PROBLEM – Turn the entry lines from the line with "target: stone step" up to and including the line with "720 443 L 727" into a JSON list of strings, one string per line, leaving out any blank lines.
^^^^
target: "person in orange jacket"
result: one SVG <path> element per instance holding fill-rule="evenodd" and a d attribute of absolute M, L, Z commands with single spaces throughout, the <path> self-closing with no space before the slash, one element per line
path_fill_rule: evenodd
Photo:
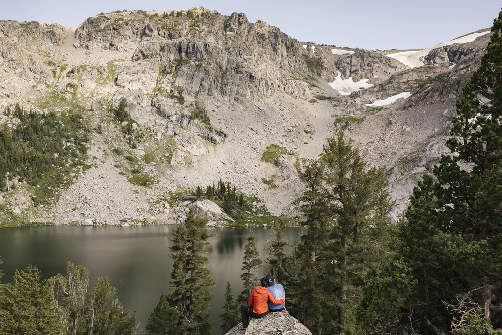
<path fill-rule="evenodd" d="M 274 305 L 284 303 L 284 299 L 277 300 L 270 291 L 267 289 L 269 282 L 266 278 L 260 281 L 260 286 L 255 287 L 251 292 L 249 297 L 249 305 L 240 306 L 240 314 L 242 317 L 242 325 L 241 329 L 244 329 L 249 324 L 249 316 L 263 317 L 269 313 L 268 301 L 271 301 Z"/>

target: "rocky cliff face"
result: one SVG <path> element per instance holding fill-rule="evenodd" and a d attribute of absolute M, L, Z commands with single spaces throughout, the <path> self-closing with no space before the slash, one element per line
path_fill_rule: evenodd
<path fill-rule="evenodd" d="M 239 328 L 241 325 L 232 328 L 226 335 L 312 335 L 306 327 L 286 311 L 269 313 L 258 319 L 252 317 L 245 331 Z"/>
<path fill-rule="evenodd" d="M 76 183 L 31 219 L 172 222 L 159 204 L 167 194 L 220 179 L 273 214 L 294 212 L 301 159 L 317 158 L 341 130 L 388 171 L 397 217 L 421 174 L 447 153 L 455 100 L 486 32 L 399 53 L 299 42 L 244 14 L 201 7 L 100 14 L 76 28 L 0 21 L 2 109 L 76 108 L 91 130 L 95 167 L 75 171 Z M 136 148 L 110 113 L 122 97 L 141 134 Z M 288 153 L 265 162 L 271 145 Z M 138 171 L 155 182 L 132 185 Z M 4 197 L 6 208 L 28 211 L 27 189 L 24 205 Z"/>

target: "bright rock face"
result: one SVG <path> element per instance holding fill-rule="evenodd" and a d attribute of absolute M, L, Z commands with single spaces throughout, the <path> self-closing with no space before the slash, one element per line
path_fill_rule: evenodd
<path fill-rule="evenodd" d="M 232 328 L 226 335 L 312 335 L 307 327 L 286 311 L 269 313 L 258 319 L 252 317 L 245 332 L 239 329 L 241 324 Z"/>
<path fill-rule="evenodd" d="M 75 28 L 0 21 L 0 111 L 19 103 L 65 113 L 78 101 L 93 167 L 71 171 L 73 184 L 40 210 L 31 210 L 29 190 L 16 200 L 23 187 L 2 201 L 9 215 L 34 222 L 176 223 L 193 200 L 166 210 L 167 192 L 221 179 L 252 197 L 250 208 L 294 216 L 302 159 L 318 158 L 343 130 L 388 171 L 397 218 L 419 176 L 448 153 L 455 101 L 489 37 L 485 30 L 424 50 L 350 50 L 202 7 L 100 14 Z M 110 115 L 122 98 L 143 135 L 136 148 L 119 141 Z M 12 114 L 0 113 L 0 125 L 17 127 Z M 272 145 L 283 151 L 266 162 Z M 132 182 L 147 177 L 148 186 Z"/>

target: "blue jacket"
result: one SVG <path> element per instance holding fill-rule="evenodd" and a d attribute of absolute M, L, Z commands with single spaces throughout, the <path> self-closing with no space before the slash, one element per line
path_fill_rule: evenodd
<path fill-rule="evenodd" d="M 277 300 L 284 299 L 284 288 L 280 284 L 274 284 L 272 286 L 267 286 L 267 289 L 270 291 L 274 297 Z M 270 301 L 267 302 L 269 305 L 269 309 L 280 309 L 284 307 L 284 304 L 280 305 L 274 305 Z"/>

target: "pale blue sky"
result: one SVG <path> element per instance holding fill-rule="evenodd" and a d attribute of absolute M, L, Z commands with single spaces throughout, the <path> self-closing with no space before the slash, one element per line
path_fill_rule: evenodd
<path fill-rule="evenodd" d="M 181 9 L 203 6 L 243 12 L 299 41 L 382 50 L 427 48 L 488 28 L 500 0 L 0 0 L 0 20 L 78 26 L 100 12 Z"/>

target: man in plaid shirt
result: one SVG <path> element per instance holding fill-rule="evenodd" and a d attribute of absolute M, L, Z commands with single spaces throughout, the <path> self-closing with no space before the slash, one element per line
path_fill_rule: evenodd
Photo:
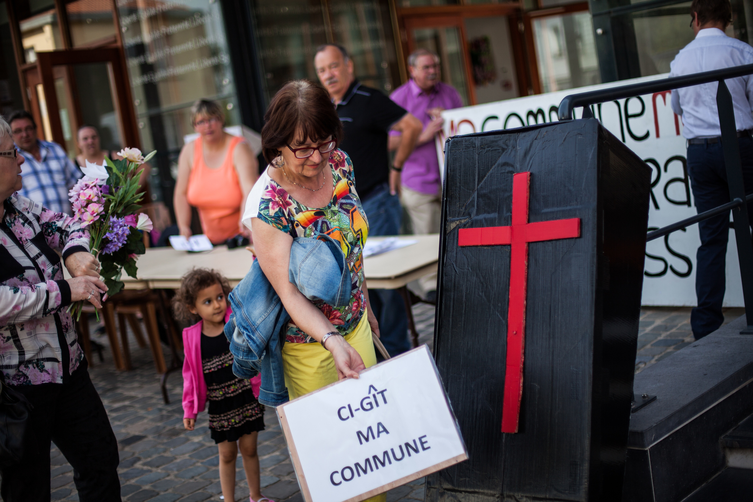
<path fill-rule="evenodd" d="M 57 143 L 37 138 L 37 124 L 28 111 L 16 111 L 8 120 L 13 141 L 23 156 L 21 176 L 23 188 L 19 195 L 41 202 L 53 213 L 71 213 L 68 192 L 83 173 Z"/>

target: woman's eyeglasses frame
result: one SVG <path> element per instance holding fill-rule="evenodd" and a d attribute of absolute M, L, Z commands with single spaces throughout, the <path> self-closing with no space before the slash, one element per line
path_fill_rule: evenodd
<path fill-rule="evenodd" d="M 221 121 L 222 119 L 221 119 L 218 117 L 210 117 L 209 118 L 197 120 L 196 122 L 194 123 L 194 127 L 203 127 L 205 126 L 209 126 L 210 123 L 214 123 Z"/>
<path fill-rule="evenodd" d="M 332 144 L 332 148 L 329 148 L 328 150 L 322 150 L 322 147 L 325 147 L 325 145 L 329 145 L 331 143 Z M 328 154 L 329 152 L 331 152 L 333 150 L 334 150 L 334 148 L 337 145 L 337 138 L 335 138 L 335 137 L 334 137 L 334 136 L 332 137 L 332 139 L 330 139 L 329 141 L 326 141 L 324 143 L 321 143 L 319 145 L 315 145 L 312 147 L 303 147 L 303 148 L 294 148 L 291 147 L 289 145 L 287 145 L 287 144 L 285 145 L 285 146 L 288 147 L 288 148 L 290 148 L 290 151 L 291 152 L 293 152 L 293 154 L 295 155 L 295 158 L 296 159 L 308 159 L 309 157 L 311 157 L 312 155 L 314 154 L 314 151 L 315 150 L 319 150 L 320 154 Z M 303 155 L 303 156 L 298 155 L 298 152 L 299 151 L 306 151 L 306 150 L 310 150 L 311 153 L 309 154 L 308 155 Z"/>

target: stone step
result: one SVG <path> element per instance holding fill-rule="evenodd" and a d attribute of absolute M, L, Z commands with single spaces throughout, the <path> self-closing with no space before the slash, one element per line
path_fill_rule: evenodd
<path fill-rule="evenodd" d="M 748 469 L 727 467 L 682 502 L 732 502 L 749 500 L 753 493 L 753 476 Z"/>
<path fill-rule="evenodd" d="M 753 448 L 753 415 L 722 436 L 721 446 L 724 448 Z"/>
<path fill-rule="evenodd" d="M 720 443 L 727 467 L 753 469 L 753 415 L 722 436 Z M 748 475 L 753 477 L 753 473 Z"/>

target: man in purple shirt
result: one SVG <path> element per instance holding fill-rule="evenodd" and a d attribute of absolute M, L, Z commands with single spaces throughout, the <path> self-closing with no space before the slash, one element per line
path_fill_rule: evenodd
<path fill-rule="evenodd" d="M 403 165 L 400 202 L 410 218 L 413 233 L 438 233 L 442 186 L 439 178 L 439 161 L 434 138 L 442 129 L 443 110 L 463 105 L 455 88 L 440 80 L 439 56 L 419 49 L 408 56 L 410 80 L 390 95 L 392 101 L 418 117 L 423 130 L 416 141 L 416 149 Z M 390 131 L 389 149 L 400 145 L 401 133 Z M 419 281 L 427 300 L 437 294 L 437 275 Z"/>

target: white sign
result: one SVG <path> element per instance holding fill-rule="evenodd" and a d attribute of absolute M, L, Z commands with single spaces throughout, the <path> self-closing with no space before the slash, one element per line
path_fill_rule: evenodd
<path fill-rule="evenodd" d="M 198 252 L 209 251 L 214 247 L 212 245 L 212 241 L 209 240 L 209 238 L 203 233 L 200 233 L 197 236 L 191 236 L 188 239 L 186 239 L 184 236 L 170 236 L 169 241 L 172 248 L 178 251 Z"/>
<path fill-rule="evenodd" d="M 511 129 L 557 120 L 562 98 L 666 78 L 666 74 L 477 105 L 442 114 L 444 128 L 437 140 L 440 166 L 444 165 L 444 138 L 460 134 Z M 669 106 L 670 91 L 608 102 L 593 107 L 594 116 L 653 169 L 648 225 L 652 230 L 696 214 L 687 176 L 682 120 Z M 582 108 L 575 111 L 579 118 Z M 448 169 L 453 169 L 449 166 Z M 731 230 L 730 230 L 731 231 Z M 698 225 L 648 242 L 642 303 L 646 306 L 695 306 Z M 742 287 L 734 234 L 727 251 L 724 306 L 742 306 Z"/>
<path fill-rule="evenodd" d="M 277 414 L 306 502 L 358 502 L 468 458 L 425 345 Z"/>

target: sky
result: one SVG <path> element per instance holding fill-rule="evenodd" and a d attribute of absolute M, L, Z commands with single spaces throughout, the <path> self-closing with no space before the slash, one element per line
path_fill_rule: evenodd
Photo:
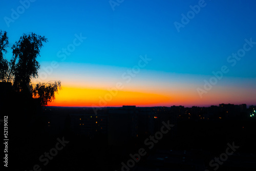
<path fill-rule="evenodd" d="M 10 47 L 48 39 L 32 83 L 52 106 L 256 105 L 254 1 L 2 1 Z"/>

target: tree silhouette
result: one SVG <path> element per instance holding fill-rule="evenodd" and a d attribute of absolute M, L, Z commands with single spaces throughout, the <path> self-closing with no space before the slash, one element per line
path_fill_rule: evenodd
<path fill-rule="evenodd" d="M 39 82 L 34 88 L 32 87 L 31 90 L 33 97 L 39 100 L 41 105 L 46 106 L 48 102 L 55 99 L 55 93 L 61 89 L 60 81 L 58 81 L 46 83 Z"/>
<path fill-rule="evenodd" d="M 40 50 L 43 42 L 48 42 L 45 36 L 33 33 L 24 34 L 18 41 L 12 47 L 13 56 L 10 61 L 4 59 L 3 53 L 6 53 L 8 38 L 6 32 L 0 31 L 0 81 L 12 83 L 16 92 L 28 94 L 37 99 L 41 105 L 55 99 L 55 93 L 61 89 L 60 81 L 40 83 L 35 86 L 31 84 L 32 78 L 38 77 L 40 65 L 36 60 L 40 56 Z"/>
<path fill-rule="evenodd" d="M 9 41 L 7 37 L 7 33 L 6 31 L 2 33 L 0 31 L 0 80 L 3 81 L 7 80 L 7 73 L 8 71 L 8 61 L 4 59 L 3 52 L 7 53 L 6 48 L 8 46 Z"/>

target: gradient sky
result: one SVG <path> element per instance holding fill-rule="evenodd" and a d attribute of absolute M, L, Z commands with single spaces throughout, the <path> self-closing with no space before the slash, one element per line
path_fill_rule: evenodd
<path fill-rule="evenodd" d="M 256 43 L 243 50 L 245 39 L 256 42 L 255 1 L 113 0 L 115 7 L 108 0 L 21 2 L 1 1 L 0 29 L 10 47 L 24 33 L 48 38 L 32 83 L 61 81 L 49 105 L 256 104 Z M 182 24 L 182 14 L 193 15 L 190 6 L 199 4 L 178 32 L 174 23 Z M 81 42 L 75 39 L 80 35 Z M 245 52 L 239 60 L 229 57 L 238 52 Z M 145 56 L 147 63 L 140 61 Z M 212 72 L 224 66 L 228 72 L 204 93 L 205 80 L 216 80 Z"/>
^^^^
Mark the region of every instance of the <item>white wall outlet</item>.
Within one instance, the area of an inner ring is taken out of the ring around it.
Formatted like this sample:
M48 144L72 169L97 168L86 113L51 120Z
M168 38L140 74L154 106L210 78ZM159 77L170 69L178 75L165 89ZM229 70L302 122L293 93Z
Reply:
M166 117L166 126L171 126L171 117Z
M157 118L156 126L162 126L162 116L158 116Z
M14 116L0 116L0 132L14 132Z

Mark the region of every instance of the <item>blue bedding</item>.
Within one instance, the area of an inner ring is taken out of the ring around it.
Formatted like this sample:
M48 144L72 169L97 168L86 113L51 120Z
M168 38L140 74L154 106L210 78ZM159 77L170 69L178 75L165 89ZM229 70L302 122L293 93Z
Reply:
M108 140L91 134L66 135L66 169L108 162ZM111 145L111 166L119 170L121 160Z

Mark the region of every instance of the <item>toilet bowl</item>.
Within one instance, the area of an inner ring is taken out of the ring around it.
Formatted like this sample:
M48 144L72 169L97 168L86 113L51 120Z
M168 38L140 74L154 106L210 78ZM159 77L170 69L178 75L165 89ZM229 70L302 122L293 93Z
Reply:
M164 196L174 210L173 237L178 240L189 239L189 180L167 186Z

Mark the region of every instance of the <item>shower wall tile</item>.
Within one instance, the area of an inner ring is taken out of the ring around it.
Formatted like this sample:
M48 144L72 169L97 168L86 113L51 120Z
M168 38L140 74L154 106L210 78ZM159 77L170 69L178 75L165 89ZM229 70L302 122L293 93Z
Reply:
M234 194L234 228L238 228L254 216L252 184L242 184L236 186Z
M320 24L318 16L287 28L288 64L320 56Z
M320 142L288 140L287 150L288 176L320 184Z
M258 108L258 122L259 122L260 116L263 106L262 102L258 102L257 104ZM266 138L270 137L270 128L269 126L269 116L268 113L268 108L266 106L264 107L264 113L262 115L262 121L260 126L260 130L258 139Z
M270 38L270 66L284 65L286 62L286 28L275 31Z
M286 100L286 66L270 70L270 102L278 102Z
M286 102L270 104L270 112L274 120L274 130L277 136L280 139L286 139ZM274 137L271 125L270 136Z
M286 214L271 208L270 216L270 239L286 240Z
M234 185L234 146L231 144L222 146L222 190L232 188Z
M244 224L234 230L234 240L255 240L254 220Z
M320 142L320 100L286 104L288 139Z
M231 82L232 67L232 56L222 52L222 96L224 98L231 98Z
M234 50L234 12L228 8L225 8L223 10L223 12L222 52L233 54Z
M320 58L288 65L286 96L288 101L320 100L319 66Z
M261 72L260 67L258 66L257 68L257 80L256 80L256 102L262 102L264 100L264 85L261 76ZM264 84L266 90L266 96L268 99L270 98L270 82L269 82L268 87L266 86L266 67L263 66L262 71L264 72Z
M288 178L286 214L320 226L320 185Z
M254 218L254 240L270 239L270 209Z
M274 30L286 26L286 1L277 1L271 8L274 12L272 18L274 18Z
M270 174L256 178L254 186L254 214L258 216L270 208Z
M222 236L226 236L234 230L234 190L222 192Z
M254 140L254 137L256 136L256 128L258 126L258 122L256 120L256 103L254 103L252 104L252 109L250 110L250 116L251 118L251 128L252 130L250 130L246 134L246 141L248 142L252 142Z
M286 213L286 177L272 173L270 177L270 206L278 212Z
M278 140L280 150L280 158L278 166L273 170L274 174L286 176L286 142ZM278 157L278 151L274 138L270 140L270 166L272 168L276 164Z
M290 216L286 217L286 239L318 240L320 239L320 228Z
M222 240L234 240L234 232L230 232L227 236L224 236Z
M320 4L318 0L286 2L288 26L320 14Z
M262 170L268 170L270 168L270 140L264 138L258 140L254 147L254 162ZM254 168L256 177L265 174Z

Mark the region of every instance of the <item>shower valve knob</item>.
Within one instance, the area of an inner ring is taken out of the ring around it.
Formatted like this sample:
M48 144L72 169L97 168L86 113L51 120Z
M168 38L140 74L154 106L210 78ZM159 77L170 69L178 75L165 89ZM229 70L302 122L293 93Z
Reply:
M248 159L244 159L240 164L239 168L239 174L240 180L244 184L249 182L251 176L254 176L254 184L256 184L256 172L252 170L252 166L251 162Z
^^^^
FINAL RESULT –
[
  "target: stone step",
  "result: one SVG <path> element per instance holding fill-rule=\"evenodd\" and a d attribute of absolute M, L, Z commands with single spaces throughout, the <path> self-closing with no space before the slash, one element per line",
  "path_fill_rule: evenodd",
  "<path fill-rule=\"evenodd\" d=\"M 748 469 L 727 467 L 682 502 L 732 502 L 749 500 L 753 493 L 753 476 Z\"/>",
  "<path fill-rule=\"evenodd\" d=\"M 753 448 L 753 415 L 722 436 L 721 446 L 724 448 Z\"/>",
  "<path fill-rule=\"evenodd\" d=\"M 720 443 L 727 467 L 753 469 L 753 415 L 722 436 Z M 748 475 L 753 477 L 753 473 Z\"/>"
]